**Your goal**
Continue the text on rehypothecation, picking up right after its last sentence.

**Extract**
What is rehypothecation?

Before getting to that, it might be best to explain what hypothecation is? This is the process where one puts up an asset for a loan that has an interest rate tied to it. We see this with mortgages. A house is used a collateral against the outstanding balance on the loan.

This can always occur in other financial transactions as we will see in a moment. The key point is that we are dealing with two parties: the borrower and lender. While this can be facilitated by a third party, in the end, there are two individuals or entities involved.

Rehypothecation goes one step further. This is when a financial institution takes the asset pledged and use it as collateral in another deal. The result is called a "collateral string". Here we see the same asset pledged a number of time.

As we can see, there are no longer two parties involved, We now have another set of players entering. When things go bad, it is easy to envision what happens. The fine print becomes very important because one agrees to return the collateral "if available".

We saw this within the cryptocurrency realm. The staking of assets became popular. Unfortunately, as people found out, counterparty risk is something that should have been looked at.

What we saw was people staking coins, such as Bitcoin. This was done to garner a return, or yield. The interest rate was promised which attracted the investors. If the story ended here, no problem.

Pointing dataset records:
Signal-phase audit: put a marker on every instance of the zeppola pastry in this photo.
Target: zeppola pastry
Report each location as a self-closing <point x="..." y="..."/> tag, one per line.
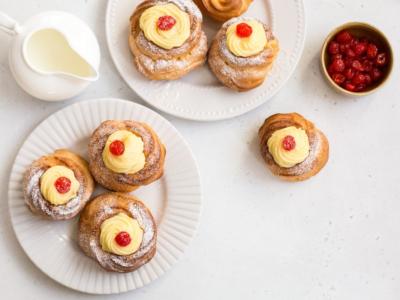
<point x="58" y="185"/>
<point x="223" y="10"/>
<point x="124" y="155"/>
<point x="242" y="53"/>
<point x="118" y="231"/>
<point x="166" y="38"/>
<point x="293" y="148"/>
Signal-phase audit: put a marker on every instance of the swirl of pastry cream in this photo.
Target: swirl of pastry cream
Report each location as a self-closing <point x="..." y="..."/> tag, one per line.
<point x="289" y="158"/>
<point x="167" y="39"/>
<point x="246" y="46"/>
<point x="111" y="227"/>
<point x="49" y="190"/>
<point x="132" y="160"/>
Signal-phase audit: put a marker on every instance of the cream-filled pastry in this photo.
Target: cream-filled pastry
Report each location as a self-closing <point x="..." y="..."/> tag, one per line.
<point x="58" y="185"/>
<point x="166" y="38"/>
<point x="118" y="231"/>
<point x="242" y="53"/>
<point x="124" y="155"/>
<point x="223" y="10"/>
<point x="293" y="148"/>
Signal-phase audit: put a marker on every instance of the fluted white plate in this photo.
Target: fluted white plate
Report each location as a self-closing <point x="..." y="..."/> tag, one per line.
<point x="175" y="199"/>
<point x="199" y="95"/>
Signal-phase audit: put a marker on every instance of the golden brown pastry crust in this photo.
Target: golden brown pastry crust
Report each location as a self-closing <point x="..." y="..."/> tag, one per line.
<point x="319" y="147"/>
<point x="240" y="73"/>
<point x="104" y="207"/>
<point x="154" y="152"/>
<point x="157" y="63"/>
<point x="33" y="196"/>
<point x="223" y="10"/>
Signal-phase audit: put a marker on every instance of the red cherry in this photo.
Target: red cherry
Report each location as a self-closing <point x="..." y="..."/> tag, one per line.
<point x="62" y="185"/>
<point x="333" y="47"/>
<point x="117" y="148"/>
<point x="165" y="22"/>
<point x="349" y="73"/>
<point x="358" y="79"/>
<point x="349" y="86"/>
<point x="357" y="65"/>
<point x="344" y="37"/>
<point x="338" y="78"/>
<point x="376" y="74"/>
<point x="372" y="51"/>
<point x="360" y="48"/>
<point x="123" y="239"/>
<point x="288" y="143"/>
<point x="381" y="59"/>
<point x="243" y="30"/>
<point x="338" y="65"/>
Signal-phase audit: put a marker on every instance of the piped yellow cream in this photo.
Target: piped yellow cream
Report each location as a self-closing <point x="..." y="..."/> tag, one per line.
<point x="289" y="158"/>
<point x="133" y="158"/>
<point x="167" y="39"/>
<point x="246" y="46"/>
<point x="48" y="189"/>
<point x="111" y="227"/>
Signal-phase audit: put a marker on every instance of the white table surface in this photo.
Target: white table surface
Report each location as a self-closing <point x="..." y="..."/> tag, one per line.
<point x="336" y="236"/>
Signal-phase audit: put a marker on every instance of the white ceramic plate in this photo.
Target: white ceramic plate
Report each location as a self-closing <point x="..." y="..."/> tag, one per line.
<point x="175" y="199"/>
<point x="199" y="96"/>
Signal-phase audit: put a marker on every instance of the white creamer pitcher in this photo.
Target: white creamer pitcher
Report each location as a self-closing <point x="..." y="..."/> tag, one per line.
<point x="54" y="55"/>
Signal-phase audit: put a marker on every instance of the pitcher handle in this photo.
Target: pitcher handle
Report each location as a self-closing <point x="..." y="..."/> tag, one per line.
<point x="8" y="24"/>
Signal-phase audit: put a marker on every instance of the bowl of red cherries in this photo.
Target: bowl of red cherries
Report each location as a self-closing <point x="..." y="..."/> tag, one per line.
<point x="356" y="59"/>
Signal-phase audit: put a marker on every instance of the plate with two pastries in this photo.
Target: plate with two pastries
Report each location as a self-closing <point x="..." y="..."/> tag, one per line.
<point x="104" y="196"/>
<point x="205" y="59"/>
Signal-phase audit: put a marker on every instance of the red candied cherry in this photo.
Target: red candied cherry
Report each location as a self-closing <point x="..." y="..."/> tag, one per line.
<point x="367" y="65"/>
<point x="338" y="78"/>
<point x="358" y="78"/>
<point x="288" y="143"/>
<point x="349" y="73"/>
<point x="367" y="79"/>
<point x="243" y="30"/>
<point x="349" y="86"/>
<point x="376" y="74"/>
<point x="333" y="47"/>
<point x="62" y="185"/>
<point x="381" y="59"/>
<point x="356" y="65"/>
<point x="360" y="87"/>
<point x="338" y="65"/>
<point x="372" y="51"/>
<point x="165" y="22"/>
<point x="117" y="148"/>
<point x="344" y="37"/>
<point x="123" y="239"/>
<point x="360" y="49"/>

* * *

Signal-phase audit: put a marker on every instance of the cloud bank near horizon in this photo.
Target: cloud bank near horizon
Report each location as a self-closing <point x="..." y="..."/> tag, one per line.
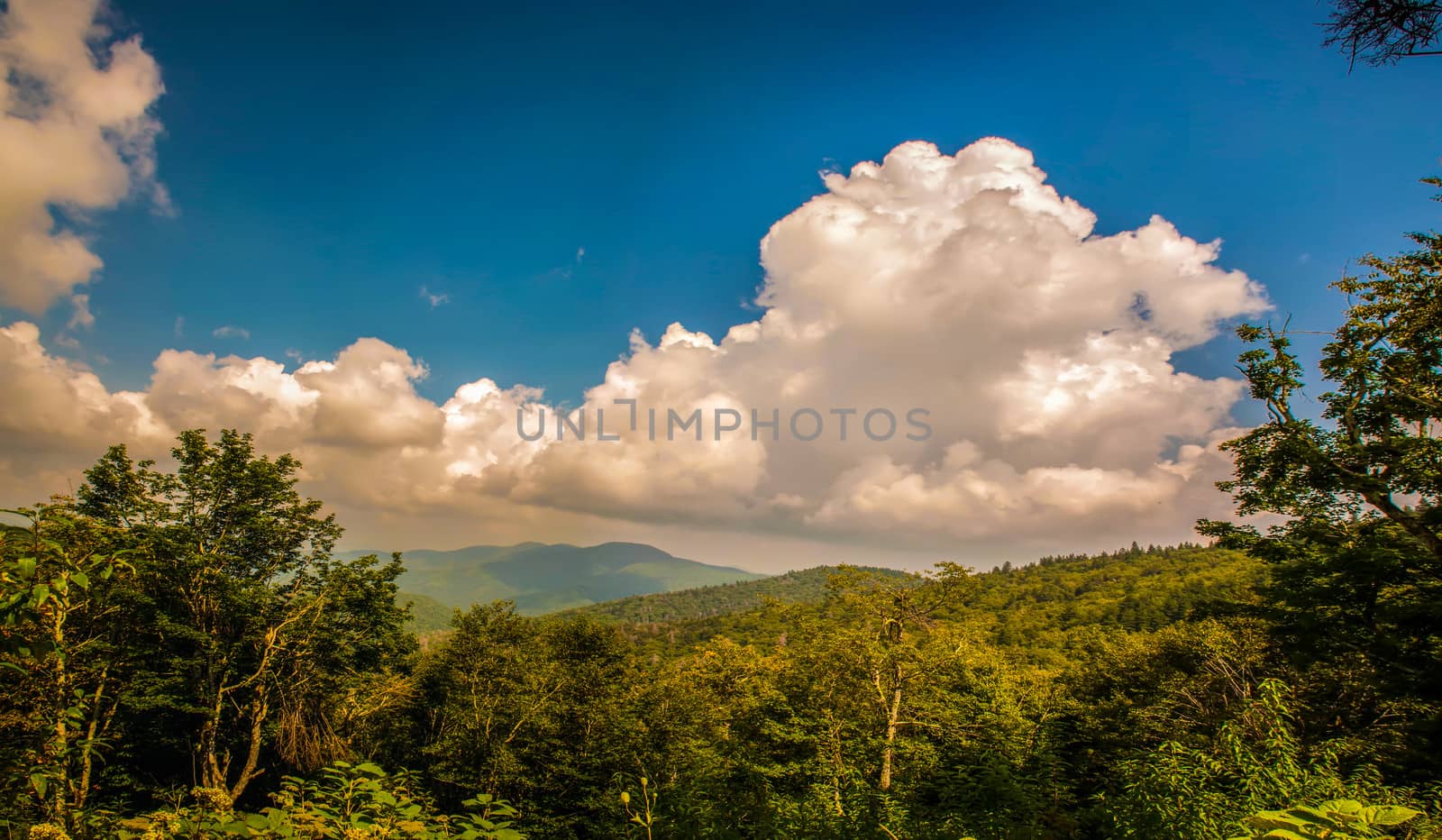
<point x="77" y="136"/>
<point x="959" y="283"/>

**Task output**
Here is where rehypothecation enters. The Bitcoin, in our example, was then taken and used as collateral in other deals. This leveraged up the system, something that collapsed as prices declined. If it was just the original parties, no problem. A loss is incurred by someone who took the risk.

Sadly, as depositors found out, their risk was greater than they imagined. The collateral was not available to return, meaning withdrawals were closed.

Hence we were left with nothing more than a duplication of the existing system except using cryptocurrency.

Hive Bonds

How does Hive Bonds potential change the equation?

As we are going to see, this has the ability to solve the present shortage in collateral while also removing hypothecation from the equation.

To quickly recap, Hive Bonds start with the deposit of the Hive Backed Dollar (HBD) into savings. This earns a return, right now paying 20% APR. The withdrawal period is 3 days, meaning there is a short-term lack of liquidity.

There is an idea to create time vaults. This will allow for a larger return in exchange for a longer time commitment. Here the lack of liquidity becomes evident.

Hive Bonds is taking the HBD deposit it creating a token. Effectively, this will be a NFT tied to that financial transaction. This is done with the use of a smart contract, where the HBD is deposited and a NFT pops out. This is then tied to a DEX, where it can be exchanged. At the same time, lending applications can accept this as collateral on loans.

We can already see how rehypothecation becomes impossible. The individual is in full control of the assets at all times. Since we are using a smart contract, the counterpart is limited to the contract (and the blockchain itself). There is no company involved.

What about the shortage of collateral? Here is where Hive's unique design enters.

If more collateral is needed, it is simply created. This means more HBD is placed into the smart contract. Of course, what if there is not enough HBD? Again, we create more.

Here is where some might start cringing at thoughts of the Fed, money printing, and inflation. Again, understanding HBD and HIVE means we are dealing wiht something totally different.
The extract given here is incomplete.